Input >>
________
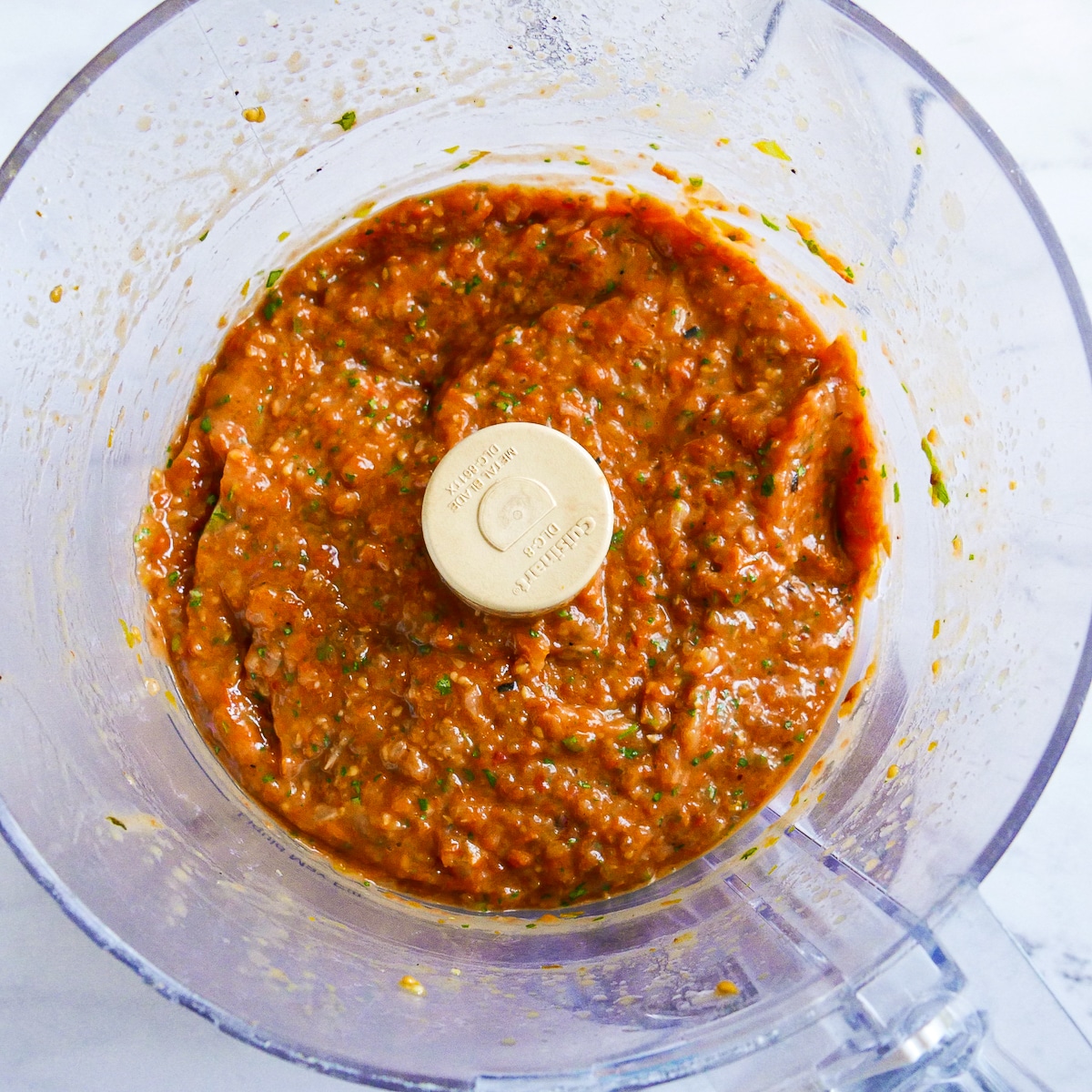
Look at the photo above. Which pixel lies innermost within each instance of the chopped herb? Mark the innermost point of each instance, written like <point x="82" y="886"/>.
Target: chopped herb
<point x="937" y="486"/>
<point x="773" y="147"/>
________
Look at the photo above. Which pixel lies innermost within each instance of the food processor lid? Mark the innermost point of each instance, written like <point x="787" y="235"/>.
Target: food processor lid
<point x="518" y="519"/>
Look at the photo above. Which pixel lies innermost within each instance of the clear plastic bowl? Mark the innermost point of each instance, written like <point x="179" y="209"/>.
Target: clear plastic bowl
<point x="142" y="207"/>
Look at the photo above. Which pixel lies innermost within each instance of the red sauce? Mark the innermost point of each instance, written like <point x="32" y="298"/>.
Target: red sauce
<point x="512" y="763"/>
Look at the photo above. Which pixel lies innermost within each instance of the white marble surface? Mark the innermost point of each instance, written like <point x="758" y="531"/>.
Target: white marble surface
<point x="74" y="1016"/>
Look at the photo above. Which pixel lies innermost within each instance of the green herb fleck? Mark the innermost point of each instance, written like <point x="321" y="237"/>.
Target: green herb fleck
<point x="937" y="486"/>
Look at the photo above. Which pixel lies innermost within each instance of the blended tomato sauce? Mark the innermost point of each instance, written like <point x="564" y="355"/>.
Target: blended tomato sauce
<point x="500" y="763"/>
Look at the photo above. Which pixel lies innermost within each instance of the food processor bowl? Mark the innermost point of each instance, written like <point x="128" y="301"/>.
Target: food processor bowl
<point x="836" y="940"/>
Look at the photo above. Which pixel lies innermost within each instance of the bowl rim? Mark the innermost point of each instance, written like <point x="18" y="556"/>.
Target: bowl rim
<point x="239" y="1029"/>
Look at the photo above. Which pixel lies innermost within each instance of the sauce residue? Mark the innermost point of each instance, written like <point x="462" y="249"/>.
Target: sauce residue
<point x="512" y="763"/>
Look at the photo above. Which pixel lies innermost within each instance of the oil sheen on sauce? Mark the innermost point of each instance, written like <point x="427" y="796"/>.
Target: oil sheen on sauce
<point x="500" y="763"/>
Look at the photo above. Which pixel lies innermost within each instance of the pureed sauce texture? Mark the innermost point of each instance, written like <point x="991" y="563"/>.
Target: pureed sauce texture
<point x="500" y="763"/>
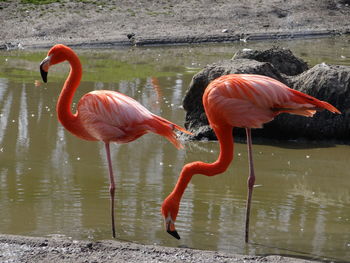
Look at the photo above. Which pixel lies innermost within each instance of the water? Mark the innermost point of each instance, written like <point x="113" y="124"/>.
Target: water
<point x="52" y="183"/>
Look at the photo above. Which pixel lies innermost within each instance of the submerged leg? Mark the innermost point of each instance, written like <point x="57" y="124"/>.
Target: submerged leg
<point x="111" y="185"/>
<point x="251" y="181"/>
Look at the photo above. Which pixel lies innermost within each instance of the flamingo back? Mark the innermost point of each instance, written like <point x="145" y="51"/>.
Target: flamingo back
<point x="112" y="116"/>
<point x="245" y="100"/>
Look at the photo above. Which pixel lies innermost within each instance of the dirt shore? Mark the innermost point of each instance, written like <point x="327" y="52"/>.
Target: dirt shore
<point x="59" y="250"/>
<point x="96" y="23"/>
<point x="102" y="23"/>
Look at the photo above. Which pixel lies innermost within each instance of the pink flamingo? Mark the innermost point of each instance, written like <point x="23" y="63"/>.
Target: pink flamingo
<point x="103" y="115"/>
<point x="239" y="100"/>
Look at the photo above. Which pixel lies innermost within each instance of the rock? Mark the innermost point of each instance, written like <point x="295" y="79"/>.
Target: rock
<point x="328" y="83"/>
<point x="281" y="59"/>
________
Exercise >>
Find each line above that contains the word "back", and copy every such line in full.

Output >>
Look at the photo above. Which pixel lies innermost within each instance of the flamingo back? Mark the innermost point of each instance, written like <point x="145" y="51"/>.
Target: flamingo back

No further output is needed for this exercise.